> DATA FOR THIS EXERCISE
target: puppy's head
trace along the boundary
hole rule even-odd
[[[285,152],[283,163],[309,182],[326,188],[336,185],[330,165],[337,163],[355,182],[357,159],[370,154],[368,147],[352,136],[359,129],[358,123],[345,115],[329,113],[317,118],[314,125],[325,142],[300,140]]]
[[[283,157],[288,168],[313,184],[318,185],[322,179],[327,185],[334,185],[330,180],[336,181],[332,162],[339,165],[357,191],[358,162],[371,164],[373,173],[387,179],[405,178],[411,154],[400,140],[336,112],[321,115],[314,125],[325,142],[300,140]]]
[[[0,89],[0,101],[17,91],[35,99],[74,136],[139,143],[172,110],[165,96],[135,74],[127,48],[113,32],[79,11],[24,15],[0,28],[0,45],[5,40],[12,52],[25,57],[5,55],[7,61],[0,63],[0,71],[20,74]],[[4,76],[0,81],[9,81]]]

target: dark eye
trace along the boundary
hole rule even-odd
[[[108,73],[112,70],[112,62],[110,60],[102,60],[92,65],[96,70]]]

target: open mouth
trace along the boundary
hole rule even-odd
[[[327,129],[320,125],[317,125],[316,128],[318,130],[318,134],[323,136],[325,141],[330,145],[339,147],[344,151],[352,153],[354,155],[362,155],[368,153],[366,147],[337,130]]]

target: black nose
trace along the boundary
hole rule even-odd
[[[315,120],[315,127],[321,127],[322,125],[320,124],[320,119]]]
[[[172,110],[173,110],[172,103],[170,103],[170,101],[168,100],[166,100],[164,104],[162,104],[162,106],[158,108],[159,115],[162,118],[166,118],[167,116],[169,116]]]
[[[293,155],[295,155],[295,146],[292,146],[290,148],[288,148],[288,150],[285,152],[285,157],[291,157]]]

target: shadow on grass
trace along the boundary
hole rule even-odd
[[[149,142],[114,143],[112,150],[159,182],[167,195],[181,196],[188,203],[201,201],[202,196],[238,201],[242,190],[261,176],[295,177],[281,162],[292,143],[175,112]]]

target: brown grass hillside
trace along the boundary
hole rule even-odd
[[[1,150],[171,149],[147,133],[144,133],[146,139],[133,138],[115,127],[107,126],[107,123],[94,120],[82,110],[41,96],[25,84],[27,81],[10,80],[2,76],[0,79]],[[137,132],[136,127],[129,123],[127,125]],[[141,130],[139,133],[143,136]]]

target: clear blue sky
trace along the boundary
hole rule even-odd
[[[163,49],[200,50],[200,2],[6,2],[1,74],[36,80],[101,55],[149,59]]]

> TASK STATEMENT
Could you copy every line from the records that mentions the word "target"?

> RESULT FOR THIS EXERCISE
target: puppy's head
target: dark eye
target: open mouth
target: black nose
target: shadow on grass
target: brown grass hillside
target: clear blue sky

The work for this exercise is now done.